Zu lesender Auszug:
17.12.2001  00:00 Uhr

UVEITIS

Tickende Zeitbombe im Auge

von Wolfgang Kappler, Tübingen/München

"Beide Augen sind fast ständig entzündet. Das rechte ist blind, das linke durch starke Glaskörper- und Linsentrübung behindert. Wie soll ich jemals wieder meiner Berufstätigkeit nachgehen? Ich kann nicht mehr", berichtet eine Frau in einem Internet-Forum. Sie leidet an einer Uveitis. Die Augenkrankheit ist in Deutschland zwar kaum bekannt, zählt aber dennoch zu den Volkskrankheiten, weil eine halbe Million Menschen betroffen ist und jährlich 10.000 Neuerkrankungen hinzu kommen.

Unter dem Begriff Uveitis fassen Augenärzte eine Reihe entzündlicher Erkrankungen im Augeninnern zusammen, die ihren Ursprung in der Uvea, der Gefäßhaut, haben. "Wenn's weht tut, hat man Glück", sagt der Tübinger Professor Dr. Manfred Zierhut. Dann nämlich führt ein stark gerötetes, lichtempfindliches, tränendes und schmerzpulsierendes Auge Betroffene direkt zum Augenarzt. "Tückischer aber sind die schleichenden und schmerzfrei verlaufenden Entzündungen, die zu einer langsamen Sehverschlechterung führen, und die deshalb meist nur selten entdeckt werden. Schleier und Flocken vor den Augen werden verharmlost, Patienten kommen oft zu spät", weiß er.

Tragisch ist die unerkannte und in Schüben verlaufende Uveitis deshalb, weil die Lichtrezeptoren und Nervenzellen im Auge zerstört werden können. Außerdem können ein erhöhter Augendruck und eine Linsentrübung Folge der chronischen Entzündung sein. Dies kann zur Erblindung führen. Der Berufsverband der Augenärzte Deutschlands spricht deshalb von einer "tickenden Zeitbombe im Auge".

Die Ursachen sind vielfältig, und manchmal tritt die Uveitis zusammen mit anderen Erkrankungen auf. Bei Kindern ist es oft eine rheumatische Gelenkerkrankung, weshalb Kinderärzte unbedingt auch an den Augenarzt verweisen sollten. Beim Erwachsenen kommen ebenfalls Rheuma, entzündliche Sarkoidose, Morbus Bechterew, Schuppenflechte mit Arthritis, die durch Zeckenbisse übertragene Borreliose, Infektionen mit dem von Katzen übertragenen Parasiten Toxoplasma gondii, Tuberkulose, Herpes-Viren, HI-Viren, der Hautpilz Candida albicans, aber auch Verletzungen, Operationen und Hornhautkrankheiten in Frage, weshalb auch Internisten die Zusammenarbeit mit dem Augenarzt suchen sollten.

Datenauszüge:
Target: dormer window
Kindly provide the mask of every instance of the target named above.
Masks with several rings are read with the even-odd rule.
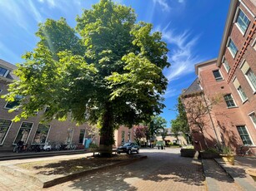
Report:
[[[0,67],[0,76],[6,76],[6,74],[8,72],[8,70],[3,67]]]

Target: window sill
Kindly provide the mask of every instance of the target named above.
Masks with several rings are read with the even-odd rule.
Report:
[[[248,98],[245,100],[243,100],[242,104],[244,104],[247,101],[248,101]]]
[[[216,80],[216,82],[218,82],[218,81],[224,81],[224,79]]]
[[[238,108],[238,106],[227,107],[228,109]]]
[[[234,58],[235,58],[235,56],[237,55],[237,53],[238,53],[238,51],[237,51],[237,52],[235,52],[235,54],[233,54],[229,47],[228,47],[228,49],[230,54],[231,54],[233,59],[234,59]]]
[[[242,29],[241,29],[240,26],[238,24],[238,22],[236,22],[235,25],[236,25],[237,27],[238,28],[239,32],[242,33],[243,37],[244,37],[244,35],[245,35],[245,33],[246,33],[246,32],[247,32],[247,29],[248,29],[248,25],[247,26],[247,28],[246,28],[245,32],[243,32],[243,31],[242,31]]]
[[[12,110],[13,108],[3,107],[3,109],[8,110]],[[18,111],[18,110],[15,110],[14,111]]]

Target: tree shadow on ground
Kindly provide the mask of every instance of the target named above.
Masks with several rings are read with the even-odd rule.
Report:
[[[37,172],[36,174],[66,175],[73,173],[100,168],[105,165],[113,164],[115,163],[118,163],[121,161],[127,161],[133,158],[136,158],[136,156],[128,155],[123,158],[120,158],[117,155],[112,158],[90,157],[90,158],[82,158],[82,159],[75,159],[68,160],[61,160],[58,162],[48,163],[47,164],[35,165],[32,168],[33,169],[33,170]]]
[[[180,157],[180,154],[164,150],[144,153],[148,159],[125,166],[69,182],[72,189],[88,190],[137,190],[147,185],[148,189],[158,189],[159,184],[204,187],[203,168],[199,160]],[[158,184],[156,184],[158,183]]]

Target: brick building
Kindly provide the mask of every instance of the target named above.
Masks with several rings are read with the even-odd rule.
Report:
[[[255,149],[255,0],[231,1],[218,58],[195,66],[198,78],[183,94],[185,105],[198,92],[207,101],[220,97],[205,115],[209,123],[204,135],[211,145],[219,141],[233,149]],[[205,147],[200,136],[193,135]]]
[[[14,65],[0,59],[0,96],[8,93],[8,85],[17,79],[13,73],[16,68]],[[77,126],[75,123],[68,120],[40,123],[40,117],[45,110],[38,112],[36,116],[13,122],[12,120],[18,110],[9,113],[8,110],[15,104],[15,101],[10,103],[0,99],[0,152],[13,149],[19,140],[28,144],[44,144],[49,141],[82,145],[83,138],[89,138],[87,124]],[[116,146],[121,145],[123,141],[134,140],[133,129],[120,127],[114,135]],[[99,138],[96,138],[95,141],[98,143]]]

Aufgabenstellungen:
#1 Wie viele Neuerkrankungen kommen nach Angaben des Textes über Uveitis in Deutschland jährlich hinzu?
#2 Knüpfen Sie an den letzten Satz des Textes über Uveitis an und schreiben Sie ihn weiter.
Die Einträge haben keinen Bezug zum Text über Uveitis.

Antworten je Aufgabe:
#1 Jährlich kommen 10.000 Neuerkrankungen hinzu.

#2
Ursachen selten bekannt

Die Diagnose ist überaus kompliziert, die Behandlung nicht minder. Ist die Ursache bekannt, zum Beispiel eine Infektion, lässt sich die Uveitis mit einem Antibiotikum oder einem Virustatikum in Kombination mit entzündungshemmenden lokal wirksamen Corticoiden behandeln. Doch bei 80 Prozent der Patienten tappen die Ärzte bei der Suche nach den Ursachen im Dunkeln. Vermutet wird ein Autoimmunprozess, bei dem sich die entgleiste Körperabwehr gegen Bestandteile der Netzhaut richtet. In diesen Fällen bleibt nur die orale Therapie mit Corticoiden und Immunsuppressiva, um so die Krankheitsschübe zum Stillstand zu bringen.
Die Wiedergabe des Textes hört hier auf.